# What to work on:
Identify every line in the listing below that contains the word "table", and copy each of those lines.

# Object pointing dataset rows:

══════════════════════════════

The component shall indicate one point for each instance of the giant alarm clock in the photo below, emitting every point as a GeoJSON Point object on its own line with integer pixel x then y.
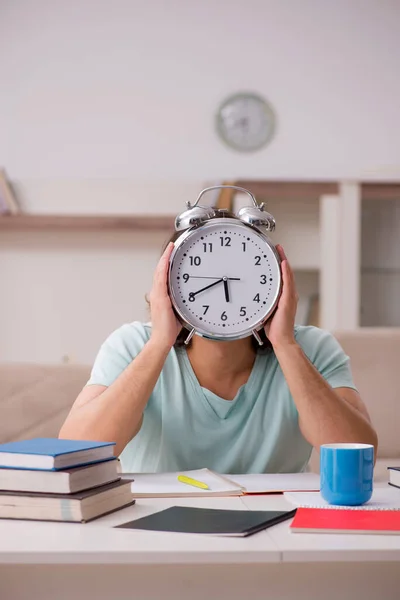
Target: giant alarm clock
{"type": "Point", "coordinates": [224, 276]}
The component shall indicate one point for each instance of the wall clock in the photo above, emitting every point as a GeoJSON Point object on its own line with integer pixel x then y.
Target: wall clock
{"type": "Point", "coordinates": [224, 275]}
{"type": "Point", "coordinates": [246, 122]}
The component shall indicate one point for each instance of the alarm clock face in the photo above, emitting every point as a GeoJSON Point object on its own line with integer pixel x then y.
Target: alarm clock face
{"type": "Point", "coordinates": [224, 279]}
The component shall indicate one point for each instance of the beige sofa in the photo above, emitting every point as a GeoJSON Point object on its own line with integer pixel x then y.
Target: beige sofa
{"type": "Point", "coordinates": [34, 400]}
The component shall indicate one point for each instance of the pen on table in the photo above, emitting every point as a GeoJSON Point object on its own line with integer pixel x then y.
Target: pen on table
{"type": "Point", "coordinates": [194, 482]}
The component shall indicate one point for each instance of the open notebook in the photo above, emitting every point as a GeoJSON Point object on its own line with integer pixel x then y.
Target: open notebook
{"type": "Point", "coordinates": [167, 485]}
{"type": "Point", "coordinates": [273, 483]}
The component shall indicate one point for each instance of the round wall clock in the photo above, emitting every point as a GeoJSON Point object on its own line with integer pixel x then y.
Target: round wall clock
{"type": "Point", "coordinates": [246, 122]}
{"type": "Point", "coordinates": [224, 277]}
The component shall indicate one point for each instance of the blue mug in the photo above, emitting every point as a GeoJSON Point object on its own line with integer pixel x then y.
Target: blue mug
{"type": "Point", "coordinates": [347, 472]}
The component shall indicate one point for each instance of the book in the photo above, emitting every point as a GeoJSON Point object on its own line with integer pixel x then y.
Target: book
{"type": "Point", "coordinates": [322, 520]}
{"type": "Point", "coordinates": [8, 202]}
{"type": "Point", "coordinates": [381, 499]}
{"type": "Point", "coordinates": [207, 521]}
{"type": "Point", "coordinates": [167, 485]}
{"type": "Point", "coordinates": [79, 507]}
{"type": "Point", "coordinates": [53, 453]}
{"type": "Point", "coordinates": [274, 483]}
{"type": "Point", "coordinates": [67, 481]}
{"type": "Point", "coordinates": [394, 476]}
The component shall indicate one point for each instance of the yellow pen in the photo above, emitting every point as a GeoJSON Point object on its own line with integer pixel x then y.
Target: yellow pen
{"type": "Point", "coordinates": [194, 482]}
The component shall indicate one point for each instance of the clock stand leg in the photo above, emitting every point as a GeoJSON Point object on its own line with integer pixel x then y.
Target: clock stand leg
{"type": "Point", "coordinates": [189, 337]}
{"type": "Point", "coordinates": [259, 340]}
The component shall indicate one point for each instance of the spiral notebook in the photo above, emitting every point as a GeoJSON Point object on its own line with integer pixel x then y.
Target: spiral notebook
{"type": "Point", "coordinates": [382, 499]}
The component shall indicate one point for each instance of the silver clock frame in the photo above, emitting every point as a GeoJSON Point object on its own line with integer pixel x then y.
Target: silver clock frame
{"type": "Point", "coordinates": [221, 336]}
{"type": "Point", "coordinates": [269, 111]}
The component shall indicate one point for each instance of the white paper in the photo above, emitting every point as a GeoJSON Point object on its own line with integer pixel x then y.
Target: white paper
{"type": "Point", "coordinates": [276, 482]}
{"type": "Point", "coordinates": [167, 484]}
{"type": "Point", "coordinates": [382, 499]}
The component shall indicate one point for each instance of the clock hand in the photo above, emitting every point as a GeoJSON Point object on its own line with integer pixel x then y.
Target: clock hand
{"type": "Point", "coordinates": [193, 294]}
{"type": "Point", "coordinates": [200, 277]}
{"type": "Point", "coordinates": [225, 280]}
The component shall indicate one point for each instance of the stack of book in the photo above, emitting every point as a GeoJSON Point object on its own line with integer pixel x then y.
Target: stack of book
{"type": "Point", "coordinates": [60, 480]}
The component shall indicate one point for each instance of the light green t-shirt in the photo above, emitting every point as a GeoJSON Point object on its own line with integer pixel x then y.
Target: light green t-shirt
{"type": "Point", "coordinates": [186, 426]}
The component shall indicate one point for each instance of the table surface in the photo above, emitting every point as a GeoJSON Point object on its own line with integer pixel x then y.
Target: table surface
{"type": "Point", "coordinates": [98, 542]}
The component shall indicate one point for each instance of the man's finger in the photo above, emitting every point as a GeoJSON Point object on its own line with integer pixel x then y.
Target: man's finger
{"type": "Point", "coordinates": [162, 267]}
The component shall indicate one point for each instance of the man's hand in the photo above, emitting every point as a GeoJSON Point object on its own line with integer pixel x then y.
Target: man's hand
{"type": "Point", "coordinates": [280, 328]}
{"type": "Point", "coordinates": [165, 325]}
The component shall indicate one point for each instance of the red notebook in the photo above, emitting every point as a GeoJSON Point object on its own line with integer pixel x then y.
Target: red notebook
{"type": "Point", "coordinates": [331, 520]}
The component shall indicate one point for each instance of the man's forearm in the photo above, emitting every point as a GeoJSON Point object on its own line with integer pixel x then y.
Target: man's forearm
{"type": "Point", "coordinates": [324, 417]}
{"type": "Point", "coordinates": [116, 414]}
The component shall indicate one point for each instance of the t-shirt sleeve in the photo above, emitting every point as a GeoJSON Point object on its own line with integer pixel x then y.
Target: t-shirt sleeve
{"type": "Point", "coordinates": [117, 352]}
{"type": "Point", "coordinates": [327, 356]}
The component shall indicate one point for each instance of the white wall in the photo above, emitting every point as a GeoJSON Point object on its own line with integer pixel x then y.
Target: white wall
{"type": "Point", "coordinates": [108, 106]}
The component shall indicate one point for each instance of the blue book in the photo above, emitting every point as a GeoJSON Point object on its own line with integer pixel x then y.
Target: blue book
{"type": "Point", "coordinates": [53, 454]}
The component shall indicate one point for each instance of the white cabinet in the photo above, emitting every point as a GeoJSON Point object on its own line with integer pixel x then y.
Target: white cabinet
{"type": "Point", "coordinates": [343, 241]}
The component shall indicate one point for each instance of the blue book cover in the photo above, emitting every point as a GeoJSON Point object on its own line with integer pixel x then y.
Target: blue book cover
{"type": "Point", "coordinates": [50, 446]}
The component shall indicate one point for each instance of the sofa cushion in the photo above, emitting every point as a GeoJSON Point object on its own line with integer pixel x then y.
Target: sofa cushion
{"type": "Point", "coordinates": [35, 399]}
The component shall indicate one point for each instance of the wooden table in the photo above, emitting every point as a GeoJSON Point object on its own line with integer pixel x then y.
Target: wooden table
{"type": "Point", "coordinates": [95, 561]}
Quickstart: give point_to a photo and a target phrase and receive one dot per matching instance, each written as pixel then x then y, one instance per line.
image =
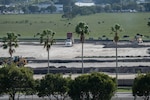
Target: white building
pixel 81 4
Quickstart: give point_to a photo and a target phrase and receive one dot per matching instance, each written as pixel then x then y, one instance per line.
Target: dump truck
pixel 70 40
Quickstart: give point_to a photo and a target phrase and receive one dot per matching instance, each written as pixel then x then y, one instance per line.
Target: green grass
pixel 99 24
pixel 124 89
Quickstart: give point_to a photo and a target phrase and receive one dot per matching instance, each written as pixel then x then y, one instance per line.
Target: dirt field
pixel 91 50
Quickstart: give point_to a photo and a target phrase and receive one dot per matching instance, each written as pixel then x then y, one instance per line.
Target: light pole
pixel 115 30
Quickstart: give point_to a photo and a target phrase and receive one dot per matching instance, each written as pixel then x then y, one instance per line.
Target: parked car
pixel 68 43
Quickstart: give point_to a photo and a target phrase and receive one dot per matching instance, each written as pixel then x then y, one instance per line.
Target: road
pixel 118 96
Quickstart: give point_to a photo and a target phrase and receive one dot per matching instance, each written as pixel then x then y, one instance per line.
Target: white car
pixel 68 43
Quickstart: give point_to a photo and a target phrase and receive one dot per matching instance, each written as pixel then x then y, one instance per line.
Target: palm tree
pixel 10 42
pixel 82 29
pixel 46 37
pixel 117 28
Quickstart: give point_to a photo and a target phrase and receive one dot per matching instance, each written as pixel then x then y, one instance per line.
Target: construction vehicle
pixel 70 40
pixel 19 61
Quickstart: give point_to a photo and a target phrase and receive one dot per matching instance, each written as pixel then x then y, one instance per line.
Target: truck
pixel 70 40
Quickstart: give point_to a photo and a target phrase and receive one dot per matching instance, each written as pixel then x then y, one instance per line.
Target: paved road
pixel 118 96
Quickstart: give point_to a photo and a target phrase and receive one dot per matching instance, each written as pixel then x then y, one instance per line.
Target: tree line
pixel 71 10
pixel 17 81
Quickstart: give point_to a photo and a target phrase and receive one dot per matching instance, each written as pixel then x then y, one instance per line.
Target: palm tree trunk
pixel 82 59
pixel 116 64
pixel 48 63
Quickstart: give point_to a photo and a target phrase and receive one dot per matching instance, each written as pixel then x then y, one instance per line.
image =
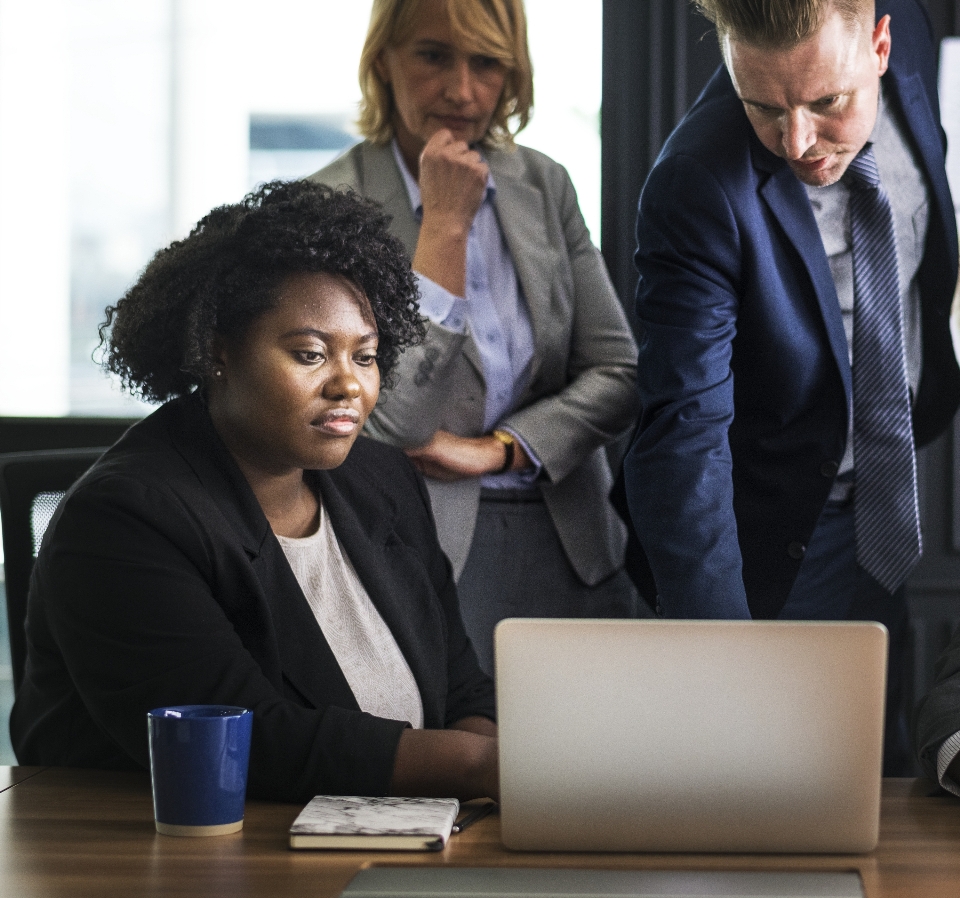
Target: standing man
pixel 797 257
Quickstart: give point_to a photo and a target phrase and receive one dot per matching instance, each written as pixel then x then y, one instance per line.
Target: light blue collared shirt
pixel 494 312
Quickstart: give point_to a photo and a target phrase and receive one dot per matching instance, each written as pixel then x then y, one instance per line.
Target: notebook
pixel 706 736
pixel 347 822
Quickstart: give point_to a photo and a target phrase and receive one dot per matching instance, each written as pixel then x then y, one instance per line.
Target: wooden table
pixel 81 832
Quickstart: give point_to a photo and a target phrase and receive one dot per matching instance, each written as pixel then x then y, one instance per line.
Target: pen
pixel 473 817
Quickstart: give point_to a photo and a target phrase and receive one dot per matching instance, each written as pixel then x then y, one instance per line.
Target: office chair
pixel 31 487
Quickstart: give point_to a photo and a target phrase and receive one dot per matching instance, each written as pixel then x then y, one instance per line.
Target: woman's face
pixel 437 85
pixel 295 390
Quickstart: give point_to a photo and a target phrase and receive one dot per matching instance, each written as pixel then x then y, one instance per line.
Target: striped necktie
pixel 886 511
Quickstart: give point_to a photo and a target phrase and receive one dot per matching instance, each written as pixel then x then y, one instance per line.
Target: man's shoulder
pixel 715 132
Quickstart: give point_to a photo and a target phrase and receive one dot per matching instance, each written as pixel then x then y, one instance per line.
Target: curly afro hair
pixel 228 272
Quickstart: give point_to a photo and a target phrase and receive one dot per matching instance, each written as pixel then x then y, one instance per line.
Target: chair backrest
pixel 31 486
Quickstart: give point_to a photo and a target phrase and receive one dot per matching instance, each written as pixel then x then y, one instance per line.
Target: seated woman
pixel 243 545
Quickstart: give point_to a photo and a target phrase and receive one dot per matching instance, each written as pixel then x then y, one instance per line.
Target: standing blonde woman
pixel 528 366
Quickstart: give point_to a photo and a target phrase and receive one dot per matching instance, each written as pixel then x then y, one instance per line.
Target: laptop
pixel 690 736
pixel 497 882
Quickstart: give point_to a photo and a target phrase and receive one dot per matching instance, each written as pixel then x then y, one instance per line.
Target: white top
pixel 368 655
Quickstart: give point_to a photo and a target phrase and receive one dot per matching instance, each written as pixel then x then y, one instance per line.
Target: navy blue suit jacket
pixel 744 373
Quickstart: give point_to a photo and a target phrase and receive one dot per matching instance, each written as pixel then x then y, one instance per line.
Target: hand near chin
pixel 449 457
pixel 453 179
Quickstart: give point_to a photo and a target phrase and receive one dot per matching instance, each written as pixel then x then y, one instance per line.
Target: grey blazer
pixel 581 393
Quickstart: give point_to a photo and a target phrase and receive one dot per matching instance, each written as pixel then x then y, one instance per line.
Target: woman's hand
pixel 449 457
pixel 461 762
pixel 453 180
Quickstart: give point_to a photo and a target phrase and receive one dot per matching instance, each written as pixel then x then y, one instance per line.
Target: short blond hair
pixel 494 28
pixel 779 23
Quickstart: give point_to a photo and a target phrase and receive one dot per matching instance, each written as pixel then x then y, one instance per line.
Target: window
pixel 123 123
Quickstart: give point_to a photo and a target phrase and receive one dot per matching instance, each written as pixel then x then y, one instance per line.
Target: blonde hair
pixel 494 28
pixel 779 23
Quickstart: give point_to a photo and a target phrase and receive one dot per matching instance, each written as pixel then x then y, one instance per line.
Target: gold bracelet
pixel 510 444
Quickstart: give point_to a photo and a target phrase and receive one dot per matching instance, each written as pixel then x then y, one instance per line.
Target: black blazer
pixel 160 582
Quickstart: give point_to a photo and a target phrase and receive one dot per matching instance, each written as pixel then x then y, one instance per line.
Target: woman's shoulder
pixel 352 167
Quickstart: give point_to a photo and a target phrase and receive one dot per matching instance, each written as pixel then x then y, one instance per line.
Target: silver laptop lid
pixel 690 735
pixel 488 882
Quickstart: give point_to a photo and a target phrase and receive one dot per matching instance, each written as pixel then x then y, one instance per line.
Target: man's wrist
pixel 509 443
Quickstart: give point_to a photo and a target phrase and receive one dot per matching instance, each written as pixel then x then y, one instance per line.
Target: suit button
pixel 796 550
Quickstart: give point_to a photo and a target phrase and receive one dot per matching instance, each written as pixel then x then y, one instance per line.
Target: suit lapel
pixel 306 659
pixel 381 180
pixel 522 216
pixel 787 201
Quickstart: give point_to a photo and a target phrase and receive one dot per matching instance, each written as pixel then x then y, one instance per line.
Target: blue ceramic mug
pixel 198 764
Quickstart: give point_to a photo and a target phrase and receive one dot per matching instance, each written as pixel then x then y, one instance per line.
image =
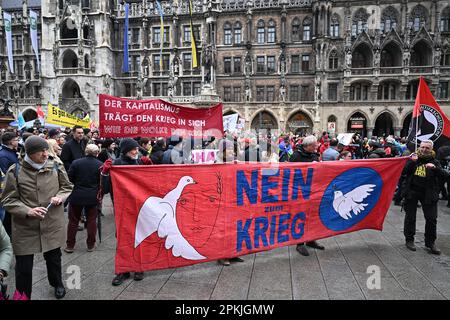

══════════════════════════════

# Response below:
The component shall indicate one point for each instance of the pen on table in the photo above, emitting every point as a GeoJSON Point object on its own line with integer pixel x then y.
Target: pen on table
The component shall indicate one point for each instance of the table surface in the photo above, emitting every point as a GeoJSON Point object on its own line with integer pixel x then y.
Target: table surface
The component shall indicate one point for each instance of the wooden table in the photo above, emitting every point as a GeoJSON Point object on its own line with integer pixel x then y.
Target: wooden table
Target: wooden table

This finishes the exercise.